■ TASK BRIEF
All lines holding the word "front" are to be copied from the records beneath.

■ SUPPLIED ENTRIES
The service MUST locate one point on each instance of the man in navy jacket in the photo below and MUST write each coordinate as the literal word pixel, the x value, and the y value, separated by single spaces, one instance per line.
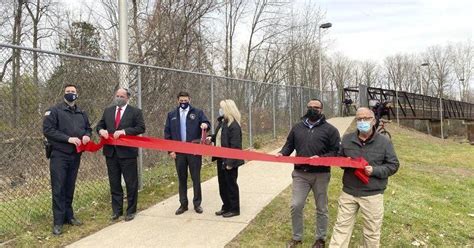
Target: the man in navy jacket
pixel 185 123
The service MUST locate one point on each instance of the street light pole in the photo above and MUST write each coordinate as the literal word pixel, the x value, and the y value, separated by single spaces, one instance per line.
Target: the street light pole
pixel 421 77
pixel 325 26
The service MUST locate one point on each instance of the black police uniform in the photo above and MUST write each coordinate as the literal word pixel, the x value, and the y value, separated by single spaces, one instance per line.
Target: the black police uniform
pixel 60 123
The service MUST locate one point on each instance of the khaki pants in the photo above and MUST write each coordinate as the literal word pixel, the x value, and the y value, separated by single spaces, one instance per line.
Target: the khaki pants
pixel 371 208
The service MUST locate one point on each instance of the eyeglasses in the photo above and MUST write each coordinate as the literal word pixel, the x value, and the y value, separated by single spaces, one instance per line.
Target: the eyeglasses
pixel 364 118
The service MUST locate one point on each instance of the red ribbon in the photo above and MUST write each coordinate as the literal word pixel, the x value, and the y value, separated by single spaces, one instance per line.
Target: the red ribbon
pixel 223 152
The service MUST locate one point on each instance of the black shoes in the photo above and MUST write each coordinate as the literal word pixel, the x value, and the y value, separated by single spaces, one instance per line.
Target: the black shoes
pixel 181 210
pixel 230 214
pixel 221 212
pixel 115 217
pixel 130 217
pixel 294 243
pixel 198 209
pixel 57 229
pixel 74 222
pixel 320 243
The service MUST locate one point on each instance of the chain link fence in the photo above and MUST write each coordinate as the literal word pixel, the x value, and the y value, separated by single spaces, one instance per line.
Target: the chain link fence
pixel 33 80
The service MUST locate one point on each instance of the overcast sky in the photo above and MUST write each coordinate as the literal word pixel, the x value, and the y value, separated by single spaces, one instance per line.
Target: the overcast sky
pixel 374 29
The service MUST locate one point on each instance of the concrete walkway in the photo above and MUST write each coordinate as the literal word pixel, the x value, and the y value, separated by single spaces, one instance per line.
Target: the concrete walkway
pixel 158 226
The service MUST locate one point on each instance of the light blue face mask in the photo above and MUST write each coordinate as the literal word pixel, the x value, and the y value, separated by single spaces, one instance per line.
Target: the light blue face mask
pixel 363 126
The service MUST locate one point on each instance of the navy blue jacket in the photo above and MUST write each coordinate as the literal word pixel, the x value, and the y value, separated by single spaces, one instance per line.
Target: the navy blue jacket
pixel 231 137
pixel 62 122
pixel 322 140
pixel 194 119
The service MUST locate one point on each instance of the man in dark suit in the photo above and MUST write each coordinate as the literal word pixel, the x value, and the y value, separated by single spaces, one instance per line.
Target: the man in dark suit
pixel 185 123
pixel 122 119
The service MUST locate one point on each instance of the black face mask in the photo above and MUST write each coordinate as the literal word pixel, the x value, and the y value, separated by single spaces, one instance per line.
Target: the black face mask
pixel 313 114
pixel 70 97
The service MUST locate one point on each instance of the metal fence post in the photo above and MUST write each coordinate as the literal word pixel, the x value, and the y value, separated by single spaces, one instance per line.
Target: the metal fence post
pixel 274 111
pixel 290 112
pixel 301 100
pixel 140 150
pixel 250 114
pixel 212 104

==

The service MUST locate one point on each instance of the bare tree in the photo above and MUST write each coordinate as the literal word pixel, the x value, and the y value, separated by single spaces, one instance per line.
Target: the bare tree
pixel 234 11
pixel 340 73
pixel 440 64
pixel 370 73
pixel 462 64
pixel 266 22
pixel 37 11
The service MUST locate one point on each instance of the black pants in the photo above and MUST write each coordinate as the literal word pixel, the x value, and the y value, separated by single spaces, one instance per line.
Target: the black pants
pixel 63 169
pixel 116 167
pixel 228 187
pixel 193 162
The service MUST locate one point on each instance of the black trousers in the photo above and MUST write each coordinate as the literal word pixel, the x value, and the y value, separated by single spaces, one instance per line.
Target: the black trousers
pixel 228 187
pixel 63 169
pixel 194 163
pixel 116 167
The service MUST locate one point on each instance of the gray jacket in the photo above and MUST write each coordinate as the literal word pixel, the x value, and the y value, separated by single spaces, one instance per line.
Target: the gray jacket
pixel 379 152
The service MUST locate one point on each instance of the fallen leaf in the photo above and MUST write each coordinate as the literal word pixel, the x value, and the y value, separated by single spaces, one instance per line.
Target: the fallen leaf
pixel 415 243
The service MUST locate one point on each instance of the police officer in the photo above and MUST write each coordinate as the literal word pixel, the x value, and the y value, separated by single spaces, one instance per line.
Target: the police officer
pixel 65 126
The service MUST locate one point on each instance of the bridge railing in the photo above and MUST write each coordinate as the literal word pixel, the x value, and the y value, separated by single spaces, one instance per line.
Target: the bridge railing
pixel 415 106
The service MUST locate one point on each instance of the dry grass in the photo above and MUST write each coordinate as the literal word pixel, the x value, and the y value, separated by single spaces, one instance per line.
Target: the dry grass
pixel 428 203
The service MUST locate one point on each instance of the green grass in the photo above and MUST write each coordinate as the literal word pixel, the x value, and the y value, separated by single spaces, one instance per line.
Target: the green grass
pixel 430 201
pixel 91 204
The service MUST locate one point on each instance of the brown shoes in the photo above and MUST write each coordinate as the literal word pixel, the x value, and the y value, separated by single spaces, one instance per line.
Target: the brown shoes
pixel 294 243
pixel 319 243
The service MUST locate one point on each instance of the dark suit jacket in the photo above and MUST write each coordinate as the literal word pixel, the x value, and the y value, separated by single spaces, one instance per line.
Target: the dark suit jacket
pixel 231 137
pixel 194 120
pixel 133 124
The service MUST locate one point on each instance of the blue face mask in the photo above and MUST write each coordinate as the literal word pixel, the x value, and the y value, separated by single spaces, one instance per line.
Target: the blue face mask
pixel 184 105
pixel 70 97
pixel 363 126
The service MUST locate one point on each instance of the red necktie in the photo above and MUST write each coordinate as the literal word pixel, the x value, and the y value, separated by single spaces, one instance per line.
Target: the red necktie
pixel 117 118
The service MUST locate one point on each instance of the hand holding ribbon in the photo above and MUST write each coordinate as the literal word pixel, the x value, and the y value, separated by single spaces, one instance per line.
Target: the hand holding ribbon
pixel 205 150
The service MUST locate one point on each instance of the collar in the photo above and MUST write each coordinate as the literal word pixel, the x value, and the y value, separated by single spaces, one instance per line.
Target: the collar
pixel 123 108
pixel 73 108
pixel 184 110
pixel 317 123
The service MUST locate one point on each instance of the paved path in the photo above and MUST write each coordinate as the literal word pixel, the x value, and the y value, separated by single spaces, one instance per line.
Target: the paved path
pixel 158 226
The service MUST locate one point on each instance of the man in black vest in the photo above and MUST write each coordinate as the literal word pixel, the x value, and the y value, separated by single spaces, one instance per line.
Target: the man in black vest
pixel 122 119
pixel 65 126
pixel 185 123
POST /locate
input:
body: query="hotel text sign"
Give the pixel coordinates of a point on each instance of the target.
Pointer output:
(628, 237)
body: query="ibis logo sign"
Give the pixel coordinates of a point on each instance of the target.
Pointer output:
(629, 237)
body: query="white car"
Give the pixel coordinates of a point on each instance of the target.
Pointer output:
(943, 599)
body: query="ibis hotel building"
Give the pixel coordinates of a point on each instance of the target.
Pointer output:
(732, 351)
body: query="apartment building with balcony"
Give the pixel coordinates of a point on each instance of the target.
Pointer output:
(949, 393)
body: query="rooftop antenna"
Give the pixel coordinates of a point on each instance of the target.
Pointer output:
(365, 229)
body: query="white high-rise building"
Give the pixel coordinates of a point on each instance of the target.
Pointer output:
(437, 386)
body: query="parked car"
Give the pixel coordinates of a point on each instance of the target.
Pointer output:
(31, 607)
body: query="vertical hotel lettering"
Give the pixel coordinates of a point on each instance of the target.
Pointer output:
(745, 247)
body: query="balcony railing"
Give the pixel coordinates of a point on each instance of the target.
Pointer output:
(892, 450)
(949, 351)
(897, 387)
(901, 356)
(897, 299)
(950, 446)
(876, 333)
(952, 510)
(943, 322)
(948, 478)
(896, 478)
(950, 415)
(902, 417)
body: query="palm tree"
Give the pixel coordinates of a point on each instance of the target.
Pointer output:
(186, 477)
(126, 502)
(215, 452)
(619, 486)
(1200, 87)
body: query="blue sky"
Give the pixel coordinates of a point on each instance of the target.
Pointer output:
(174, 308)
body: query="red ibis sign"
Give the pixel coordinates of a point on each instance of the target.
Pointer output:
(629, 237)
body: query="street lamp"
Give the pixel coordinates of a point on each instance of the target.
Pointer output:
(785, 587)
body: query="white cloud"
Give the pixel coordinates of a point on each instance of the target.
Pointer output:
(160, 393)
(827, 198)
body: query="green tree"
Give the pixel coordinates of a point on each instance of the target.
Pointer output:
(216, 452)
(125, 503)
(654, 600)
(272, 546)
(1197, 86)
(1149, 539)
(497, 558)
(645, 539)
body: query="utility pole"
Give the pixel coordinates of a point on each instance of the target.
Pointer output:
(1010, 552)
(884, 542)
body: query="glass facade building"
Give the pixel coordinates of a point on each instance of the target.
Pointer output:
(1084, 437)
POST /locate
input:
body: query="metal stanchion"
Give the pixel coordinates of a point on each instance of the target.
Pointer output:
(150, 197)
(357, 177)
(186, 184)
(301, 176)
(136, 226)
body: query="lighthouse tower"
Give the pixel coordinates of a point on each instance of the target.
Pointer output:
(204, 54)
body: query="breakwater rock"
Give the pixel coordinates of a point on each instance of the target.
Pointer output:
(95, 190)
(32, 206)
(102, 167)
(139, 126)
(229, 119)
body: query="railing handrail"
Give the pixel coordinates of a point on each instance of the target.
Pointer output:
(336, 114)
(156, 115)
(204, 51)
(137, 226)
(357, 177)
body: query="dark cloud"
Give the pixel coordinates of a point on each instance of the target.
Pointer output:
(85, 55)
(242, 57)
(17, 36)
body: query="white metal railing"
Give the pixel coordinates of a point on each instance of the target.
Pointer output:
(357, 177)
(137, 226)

==

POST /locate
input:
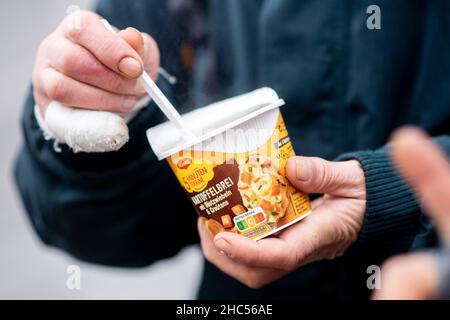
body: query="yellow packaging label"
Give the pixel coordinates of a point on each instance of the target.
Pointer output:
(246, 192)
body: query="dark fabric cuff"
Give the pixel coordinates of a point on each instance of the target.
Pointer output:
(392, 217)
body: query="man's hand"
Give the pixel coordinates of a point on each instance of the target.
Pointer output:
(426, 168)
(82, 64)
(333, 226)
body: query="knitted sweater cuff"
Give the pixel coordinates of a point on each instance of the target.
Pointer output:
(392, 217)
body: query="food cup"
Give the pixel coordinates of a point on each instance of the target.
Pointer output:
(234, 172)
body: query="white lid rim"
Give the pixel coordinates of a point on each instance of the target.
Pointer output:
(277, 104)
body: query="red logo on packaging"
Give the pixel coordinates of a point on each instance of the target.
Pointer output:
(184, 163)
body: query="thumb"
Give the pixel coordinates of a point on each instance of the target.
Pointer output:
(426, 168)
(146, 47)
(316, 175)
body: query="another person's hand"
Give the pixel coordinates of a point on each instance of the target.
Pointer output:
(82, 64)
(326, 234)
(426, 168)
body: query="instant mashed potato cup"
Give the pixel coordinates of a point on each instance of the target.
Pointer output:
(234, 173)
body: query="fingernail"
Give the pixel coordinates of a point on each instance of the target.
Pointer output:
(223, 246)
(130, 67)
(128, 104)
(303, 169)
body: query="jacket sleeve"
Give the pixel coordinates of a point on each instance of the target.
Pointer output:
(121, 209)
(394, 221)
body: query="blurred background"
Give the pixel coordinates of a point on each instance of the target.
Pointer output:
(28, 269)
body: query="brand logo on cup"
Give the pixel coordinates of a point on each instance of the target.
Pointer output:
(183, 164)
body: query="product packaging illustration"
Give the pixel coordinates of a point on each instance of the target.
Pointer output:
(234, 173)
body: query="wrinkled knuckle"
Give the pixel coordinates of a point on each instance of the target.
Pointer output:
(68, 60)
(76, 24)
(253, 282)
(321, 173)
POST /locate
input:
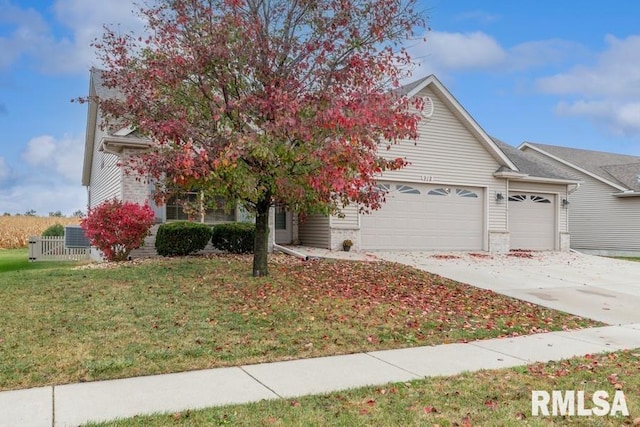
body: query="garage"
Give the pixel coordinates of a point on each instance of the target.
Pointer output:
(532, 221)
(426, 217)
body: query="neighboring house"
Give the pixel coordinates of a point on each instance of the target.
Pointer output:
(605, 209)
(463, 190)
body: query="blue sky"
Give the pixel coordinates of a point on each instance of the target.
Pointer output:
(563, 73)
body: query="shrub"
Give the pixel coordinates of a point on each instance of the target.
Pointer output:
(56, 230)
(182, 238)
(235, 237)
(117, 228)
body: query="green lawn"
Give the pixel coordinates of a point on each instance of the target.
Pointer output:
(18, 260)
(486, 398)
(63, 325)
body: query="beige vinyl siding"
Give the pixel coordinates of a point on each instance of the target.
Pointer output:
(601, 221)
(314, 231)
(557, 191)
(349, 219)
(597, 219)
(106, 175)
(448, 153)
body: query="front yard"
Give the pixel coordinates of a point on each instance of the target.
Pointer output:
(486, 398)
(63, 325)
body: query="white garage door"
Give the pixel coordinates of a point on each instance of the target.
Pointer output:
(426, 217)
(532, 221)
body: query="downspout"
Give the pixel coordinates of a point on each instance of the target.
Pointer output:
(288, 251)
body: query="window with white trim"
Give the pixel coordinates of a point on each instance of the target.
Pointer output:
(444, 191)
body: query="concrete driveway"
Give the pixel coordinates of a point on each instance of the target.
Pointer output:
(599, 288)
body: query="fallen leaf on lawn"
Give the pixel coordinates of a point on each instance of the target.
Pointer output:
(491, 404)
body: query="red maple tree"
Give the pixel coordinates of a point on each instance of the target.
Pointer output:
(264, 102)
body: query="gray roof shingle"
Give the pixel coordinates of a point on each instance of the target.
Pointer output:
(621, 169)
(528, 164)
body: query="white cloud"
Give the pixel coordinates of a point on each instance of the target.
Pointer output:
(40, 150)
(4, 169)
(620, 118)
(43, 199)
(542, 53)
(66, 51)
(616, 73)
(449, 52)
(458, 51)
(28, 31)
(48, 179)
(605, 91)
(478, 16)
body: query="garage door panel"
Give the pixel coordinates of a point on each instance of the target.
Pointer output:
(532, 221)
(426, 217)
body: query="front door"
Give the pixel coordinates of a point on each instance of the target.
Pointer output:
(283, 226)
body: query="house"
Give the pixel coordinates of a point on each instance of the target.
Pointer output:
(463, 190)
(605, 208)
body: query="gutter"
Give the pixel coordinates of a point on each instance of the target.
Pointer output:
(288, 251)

■ REPLY TO THE TASK
body: query="front yard"
body: query="front door"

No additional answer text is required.